[EXERCISE] Return, word for word, only the lines from the one containing "Task: for every instance of the cargo" through the last line of the entries.

[GIVEN DATA]

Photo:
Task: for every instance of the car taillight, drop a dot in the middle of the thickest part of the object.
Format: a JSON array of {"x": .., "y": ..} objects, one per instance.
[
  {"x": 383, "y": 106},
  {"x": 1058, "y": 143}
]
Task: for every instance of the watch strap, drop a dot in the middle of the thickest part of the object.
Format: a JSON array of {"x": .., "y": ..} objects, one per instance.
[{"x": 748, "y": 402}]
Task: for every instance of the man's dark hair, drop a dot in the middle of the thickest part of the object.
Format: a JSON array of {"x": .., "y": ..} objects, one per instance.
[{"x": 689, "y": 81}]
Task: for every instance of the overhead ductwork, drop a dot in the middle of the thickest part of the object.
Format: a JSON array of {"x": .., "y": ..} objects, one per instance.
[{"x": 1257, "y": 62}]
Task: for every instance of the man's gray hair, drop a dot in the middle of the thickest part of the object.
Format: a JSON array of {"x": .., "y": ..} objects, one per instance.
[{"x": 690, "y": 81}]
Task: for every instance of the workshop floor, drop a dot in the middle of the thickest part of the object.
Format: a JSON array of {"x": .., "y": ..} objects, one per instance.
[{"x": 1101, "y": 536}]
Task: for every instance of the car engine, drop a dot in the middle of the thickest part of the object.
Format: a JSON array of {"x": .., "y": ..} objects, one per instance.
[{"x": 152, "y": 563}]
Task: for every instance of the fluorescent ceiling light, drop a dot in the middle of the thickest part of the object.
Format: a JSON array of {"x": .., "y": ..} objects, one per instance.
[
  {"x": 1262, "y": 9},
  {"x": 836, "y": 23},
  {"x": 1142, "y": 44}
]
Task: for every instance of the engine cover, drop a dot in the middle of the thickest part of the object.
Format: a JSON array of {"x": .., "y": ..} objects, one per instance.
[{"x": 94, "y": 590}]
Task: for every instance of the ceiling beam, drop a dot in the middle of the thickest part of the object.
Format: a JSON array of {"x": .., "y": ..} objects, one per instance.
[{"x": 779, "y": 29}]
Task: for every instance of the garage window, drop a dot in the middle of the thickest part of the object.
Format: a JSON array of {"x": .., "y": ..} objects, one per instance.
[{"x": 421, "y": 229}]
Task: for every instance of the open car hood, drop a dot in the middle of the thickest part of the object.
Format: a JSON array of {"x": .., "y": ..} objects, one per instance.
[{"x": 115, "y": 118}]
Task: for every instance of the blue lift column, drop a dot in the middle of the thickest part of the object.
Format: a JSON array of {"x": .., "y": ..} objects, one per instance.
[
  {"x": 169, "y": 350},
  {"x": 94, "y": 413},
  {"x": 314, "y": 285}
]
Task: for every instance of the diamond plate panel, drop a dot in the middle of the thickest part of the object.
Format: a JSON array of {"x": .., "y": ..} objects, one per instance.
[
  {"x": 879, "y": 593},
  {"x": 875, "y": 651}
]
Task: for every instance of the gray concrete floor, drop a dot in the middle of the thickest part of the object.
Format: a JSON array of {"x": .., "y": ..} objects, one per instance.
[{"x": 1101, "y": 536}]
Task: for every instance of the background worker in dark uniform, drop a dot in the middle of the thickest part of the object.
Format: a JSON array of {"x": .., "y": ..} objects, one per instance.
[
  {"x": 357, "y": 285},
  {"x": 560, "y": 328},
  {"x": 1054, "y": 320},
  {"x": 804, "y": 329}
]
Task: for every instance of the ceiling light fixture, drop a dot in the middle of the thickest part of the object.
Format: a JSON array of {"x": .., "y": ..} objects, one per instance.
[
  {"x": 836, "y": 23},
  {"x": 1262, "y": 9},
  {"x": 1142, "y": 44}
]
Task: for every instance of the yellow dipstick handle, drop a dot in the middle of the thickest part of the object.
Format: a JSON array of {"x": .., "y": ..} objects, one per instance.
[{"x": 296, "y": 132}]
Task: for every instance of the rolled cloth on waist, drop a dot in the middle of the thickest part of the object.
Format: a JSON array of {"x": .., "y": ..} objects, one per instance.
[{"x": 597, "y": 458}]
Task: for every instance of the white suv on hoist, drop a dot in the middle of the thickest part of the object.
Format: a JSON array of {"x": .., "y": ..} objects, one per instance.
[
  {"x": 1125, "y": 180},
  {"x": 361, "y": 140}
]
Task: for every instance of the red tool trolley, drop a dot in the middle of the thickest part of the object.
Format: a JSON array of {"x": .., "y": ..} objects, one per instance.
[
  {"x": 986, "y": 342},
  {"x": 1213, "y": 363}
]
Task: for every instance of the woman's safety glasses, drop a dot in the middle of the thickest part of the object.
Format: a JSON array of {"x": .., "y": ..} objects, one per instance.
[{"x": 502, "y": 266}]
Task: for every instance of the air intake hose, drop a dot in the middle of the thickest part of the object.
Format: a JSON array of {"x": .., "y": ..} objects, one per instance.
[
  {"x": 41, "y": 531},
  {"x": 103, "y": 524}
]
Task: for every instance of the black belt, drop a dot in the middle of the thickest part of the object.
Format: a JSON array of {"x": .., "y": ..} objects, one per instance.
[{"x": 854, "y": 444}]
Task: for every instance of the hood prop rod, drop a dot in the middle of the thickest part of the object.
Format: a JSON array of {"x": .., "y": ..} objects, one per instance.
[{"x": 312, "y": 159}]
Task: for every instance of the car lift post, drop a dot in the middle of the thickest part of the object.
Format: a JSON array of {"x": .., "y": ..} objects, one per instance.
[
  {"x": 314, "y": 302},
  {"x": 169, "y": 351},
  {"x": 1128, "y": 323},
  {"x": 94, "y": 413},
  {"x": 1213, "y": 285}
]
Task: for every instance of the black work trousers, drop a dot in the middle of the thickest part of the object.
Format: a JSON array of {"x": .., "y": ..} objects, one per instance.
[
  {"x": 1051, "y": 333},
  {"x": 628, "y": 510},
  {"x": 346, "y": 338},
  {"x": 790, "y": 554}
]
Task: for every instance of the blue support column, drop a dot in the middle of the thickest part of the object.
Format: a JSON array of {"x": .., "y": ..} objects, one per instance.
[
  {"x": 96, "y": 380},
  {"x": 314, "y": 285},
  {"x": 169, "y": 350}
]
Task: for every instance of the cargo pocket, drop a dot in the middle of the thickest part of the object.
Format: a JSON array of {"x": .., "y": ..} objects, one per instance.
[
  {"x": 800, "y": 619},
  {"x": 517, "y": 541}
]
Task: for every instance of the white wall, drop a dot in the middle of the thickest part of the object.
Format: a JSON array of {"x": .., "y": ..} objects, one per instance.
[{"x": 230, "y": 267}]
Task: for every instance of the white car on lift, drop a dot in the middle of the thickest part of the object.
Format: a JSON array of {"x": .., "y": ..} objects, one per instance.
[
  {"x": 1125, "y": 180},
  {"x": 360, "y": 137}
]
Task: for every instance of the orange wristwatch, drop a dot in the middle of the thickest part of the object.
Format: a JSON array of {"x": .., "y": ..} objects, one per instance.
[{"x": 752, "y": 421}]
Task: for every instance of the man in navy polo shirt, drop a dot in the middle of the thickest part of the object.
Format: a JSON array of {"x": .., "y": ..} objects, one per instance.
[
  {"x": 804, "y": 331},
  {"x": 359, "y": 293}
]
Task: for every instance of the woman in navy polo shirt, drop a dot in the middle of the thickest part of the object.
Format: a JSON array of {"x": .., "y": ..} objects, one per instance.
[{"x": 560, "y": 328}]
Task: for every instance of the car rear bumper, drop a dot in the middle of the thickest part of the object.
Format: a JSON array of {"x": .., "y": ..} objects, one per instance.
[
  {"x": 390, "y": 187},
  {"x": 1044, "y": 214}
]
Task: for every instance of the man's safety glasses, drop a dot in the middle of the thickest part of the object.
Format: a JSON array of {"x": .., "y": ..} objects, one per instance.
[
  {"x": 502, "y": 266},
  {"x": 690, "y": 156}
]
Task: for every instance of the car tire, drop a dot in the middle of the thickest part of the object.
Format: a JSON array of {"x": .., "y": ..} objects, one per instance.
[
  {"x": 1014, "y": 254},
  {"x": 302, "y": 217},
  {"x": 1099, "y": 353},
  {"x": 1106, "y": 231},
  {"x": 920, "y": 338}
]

[RESULT]
Task: for every instance of the cargo pocket, drop a dot in the middle of the thickest part of the object.
Format: a JSON array of {"x": .., "y": ..} objects, one per instance.
[
  {"x": 800, "y": 619},
  {"x": 517, "y": 541}
]
Task: for every instance of the white wall, drop a dot in the middle of the thickest part of the object.
Format: a JSON array of {"x": .., "y": ..} objects, one per instance.
[{"x": 230, "y": 267}]
Task: for every instance of the white car on lift, drop a dot in the middle of the thickest part of the object.
Format: a JSON array of {"x": .., "y": ..} objects, one per instance.
[
  {"x": 1125, "y": 180},
  {"x": 360, "y": 137}
]
Task: for every instance of the orange wristwatch, drop a dot in the middle of the thickest part of the object.
Format: a JSON array of {"x": .., "y": ..} objects, one per instance.
[{"x": 752, "y": 421}]
Task: for every instance of the man in navy polo shirt, drop a dot in the middle of the thickest part of the object.
Format: a JSON array of {"x": .., "y": ..} objects, one per instance.
[
  {"x": 804, "y": 331},
  {"x": 359, "y": 293}
]
Task: for every instance of the woman in navy polo shirt, drop a dot in the middle of the thickest part of the object.
Format: a JSON array of {"x": .., "y": ..} objects, one per instance.
[{"x": 560, "y": 328}]
Task: for every instance of the car rear bumper, drop a dot in the middle of the thickest part of the object.
Format: a JSON array of {"x": .., "y": ..} objects, one per instance.
[
  {"x": 390, "y": 187},
  {"x": 1044, "y": 214}
]
Task: for every instance of the man's safety glasses, drop a dot in the middle of the thickest part of the object.
Format: a JSON array of {"x": .., "y": ..} objects, one per instance.
[
  {"x": 502, "y": 266},
  {"x": 690, "y": 156}
]
Task: for every instance of the car tire, drop a dot in the middle of the thickest part of the object.
Format: a JSON array of {"x": .., "y": ..} objects, one per instance.
[
  {"x": 1014, "y": 254},
  {"x": 302, "y": 217},
  {"x": 1099, "y": 353},
  {"x": 1106, "y": 231},
  {"x": 920, "y": 338}
]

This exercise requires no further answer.